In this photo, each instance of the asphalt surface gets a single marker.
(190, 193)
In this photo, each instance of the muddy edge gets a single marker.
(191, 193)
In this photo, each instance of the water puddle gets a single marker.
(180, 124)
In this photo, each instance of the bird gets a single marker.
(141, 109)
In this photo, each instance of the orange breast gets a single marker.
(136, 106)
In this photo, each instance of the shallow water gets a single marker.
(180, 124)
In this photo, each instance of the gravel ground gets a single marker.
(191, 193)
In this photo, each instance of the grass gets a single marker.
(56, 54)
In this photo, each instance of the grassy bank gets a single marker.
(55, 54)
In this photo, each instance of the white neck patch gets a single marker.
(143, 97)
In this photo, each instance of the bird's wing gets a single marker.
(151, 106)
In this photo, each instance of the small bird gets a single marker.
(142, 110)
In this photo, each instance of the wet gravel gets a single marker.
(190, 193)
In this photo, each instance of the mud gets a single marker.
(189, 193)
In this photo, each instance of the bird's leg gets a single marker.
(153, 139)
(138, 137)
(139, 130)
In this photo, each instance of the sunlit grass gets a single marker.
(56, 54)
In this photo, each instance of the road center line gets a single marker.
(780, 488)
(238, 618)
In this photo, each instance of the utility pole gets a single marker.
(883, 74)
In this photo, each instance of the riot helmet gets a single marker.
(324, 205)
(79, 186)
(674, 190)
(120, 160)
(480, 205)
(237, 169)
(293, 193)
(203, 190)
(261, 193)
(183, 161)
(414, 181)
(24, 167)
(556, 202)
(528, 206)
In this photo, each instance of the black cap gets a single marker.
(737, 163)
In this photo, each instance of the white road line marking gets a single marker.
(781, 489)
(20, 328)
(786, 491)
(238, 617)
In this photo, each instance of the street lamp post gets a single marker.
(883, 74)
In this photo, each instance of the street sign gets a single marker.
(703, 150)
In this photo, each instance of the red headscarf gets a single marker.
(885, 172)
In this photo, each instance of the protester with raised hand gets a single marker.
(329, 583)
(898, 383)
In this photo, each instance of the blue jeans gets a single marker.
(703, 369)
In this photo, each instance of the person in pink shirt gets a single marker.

- [Stated exercise]
Rewrite the listing above as a Markdown table with two columns, No. and Line, with one numbered row per line and no blank lines.

- [Result for this task]
| No. | Line |
|---|---|
| 1 | In this photo, each instance of the asphalt surface gets a single marker. |
| 2 | (190, 193) |
| 3 | In this photo, each instance of the muddy edge gets a single marker. |
| 4 | (191, 193) |
| 5 | In this photo, each instance of the water puddle gets a single marker. |
| 6 | (180, 124) |
| 7 | In this photo, each instance of the bird gets a single marker. |
| 8 | (141, 109) |
| 9 | In this photo, each instance of the orange breast gets a single marker. |
| 10 | (136, 106) |
| 11 | In this photo, each instance of the shallow water gets a single marker. |
| 12 | (180, 124) |
| 13 | In this photo, each instance of the gravel ground gets a single marker. |
| 14 | (191, 193) |
| 15 | In this photo, each instance of the grass gets a single marker. |
| 16 | (56, 54) |
| 17 | In this photo, each instance of the grassy bank gets a single marker. |
| 18 | (55, 54) |
| 19 | In this photo, each instance of the white neck patch gets a single marker. |
| 20 | (143, 97) |
| 21 | In this photo, each instance of the bird's wing gets a single marker. |
| 22 | (151, 106) |
| 23 | In this photo, each instance of the small bird gets a single marker. |
| 24 | (142, 110) |
| 25 | In this photo, each instance of the wet gravel gets a single marker. |
| 26 | (190, 193) |
| 27 | In this photo, each instance of the mud gets a single marker. |
| 28 | (189, 193) |
| 29 | In this photo, each instance of the bird's leg gets a single marker. |
| 30 | (153, 139) |
| 31 | (138, 137) |
| 32 | (139, 130) |
| 33 | In this photo, each instance of the sunlit grass gets a single marker. |
| 34 | (56, 54) |
| 35 | In this photo, each instance of the road center line gets a single marker. |
| 36 | (780, 488) |
| 37 | (238, 618) |
| 38 | In this photo, each instance of the utility pole gets a single marker. |
| 39 | (883, 74) |
| 40 | In this photo, each instance of the riot helmet gets a single marker. |
| 41 | (324, 205) |
| 42 | (79, 186) |
| 43 | (674, 190) |
| 44 | (120, 160) |
| 45 | (480, 205) |
| 46 | (237, 169) |
| 47 | (293, 193) |
| 48 | (203, 190) |
| 49 | (261, 193) |
| 50 | (183, 161) |
| 51 | (414, 181) |
| 52 | (24, 167) |
| 53 | (556, 202) |
| 54 | (528, 206) |
| 55 | In this photo, each instance of the black cap gets a single marker. |
| 56 | (737, 163) |
| 57 | In this photo, each instance of the white road line marking gets a single marker. |
| 58 | (781, 489) |
| 59 | (20, 328) |
| 60 | (786, 491) |
| 61 | (238, 617) |
| 62 | In this photo, each instance of the street lamp post gets a single marker. |
| 63 | (883, 74) |
| 64 | In this photo, each instance of the street sign gets a single marker. |
| 65 | (703, 150) |
| 66 | In this photo, each instance of the red headscarf gets a single marker. |
| 67 | (885, 172) |
| 68 | In this photo, each instance of the protester with raised hand gets a single marker. |
| 69 | (329, 583) |
| 70 | (898, 383) |
| 71 | In this photo, each instance of the blue jeans gets a single marker. |
| 72 | (703, 369) |
| 73 | In this photo, each instance of the person in pink shirt gets a single marker. |